== Excerpt ==
____
Essential Plus has been “tailored” towards the self-employed and those with “non-standard employment types”, with rates starting at 3.8 per cent for residential and 4.75 per cent for investors.

Its Advantage product will be aimed at people with a “legacy credit event” that is causing them difficulty in obtaining finance. Standard variable rates for this begin at 4.3 per cent for residential and 5.75 per cent for buy to let.

Customers applying for the Advantage loan must not be in arrears or negative equity, and must demonstrate a clean credit record for the past two years.

An arrangement fee of 0.5 per cent will also apply along with a valuation fee of €150. Investors will be required to pay legal fees of €1,550 for their loans.

The maximum term will be 30 years for residential and 25 for buy-to-let and the loans will be targeted at borrowers in the greater Dublin area, Cork, Limerick and Galway.

Mr Doddrell declined to provide any details on how much the company plans to lend or what market share it is targeting. He said it was “very difficult” to put a number on the potential universe of customers for Pepper’s mortgages.

He rejected the suggestion that some of the loans might fall into the sub-prime category. “For us you have to have a good two-year track record of being repaired. It’s more of a near prime product. Pepper has never operated in the sub prime market and never will.”

Pepper will be taking on a number of large and well established banks with its mortgage offering.
____
== Challenge 1 ==
According to the excerpt on Pepper's mortgages, how long a clean credit record must applicants for the Advantage loan show?
== Challenge 2 ==
Carry on the excerpt on Pepper's mortgages, starting right after its last sentence.
The lines that come next are not needed.

== Data ==
____
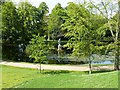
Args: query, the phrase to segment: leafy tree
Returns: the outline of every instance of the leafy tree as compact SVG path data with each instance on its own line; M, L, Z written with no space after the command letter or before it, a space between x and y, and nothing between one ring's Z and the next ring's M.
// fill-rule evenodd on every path
M52 13L49 15L49 21L48 21L48 40L50 38L57 39L62 36L63 31L61 30L61 24L64 23L64 19L62 16L65 15L64 9L61 7L61 4L57 4L53 10ZM51 37L50 37L51 35Z
M41 18L41 23L40 23L40 31L41 35L47 35L47 30L48 30L48 12L49 8L46 5L45 2L40 3L38 7L38 12L41 14L39 17Z
M90 73L91 56L95 51L93 40L96 38L95 30L92 30L91 14L82 4L69 3L66 8L67 17L62 25L63 30L67 30L65 37L69 40L64 47L72 49L72 55L85 57L89 60Z
M12 2L5 2L2 4L2 52L3 57L8 59L14 59L17 55L15 43L18 38L18 26L15 5Z
M46 60L48 54L48 46L45 43L45 37L40 37L38 35L34 35L34 37L29 42L30 44L26 47L26 53L30 58L34 58L34 62L40 63L40 72L41 72L41 62Z
M111 1L104 1L95 5L91 2L92 6L104 17L107 22L98 29L101 33L102 39L108 40L105 48L109 51L114 50L115 56L115 70L119 70L119 29L118 29L118 19L113 17L113 12L117 12L117 5L113 4ZM111 12L111 13L109 13ZM117 15L117 14L116 14ZM105 43L105 42L103 42ZM114 45L114 47L113 47Z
____
== Expected output 1 ==
They must show a clean credit record for the past two years.

== Expected output 2 ==
According to stockbroker Goodbody, AIB and Bank of Ireland each have a 30 per cent share of the Irish mortgage market, with Ulster Bank at 15 per cent, and Permanent TSB and KBC Bank Ireland at 12 per cent each.

Mr Doddrell described its headline rates as “competitive” and said it would look at each application on its “own merits”, rather than using an automated credit scoring model based on certain formulas.

Pepper entered the Irish market in 2012 as an asset servicer. It services more than 50,000 mortgage accounts here, mostly for third parties and has more than €14 billion in assets under management.

It employs 400 staff in Dublin and Shannon, with another 50 new jobs set to be created this year.

Latest filed accounts for Pepper’s Irish business show that it made a profit of €6.6 million on revenue of €27 million in 2014.

Founded in 2001, Pepper Group is listed on the Australian Stock Exchange and has a lending portfolio of more than €2.5 billion.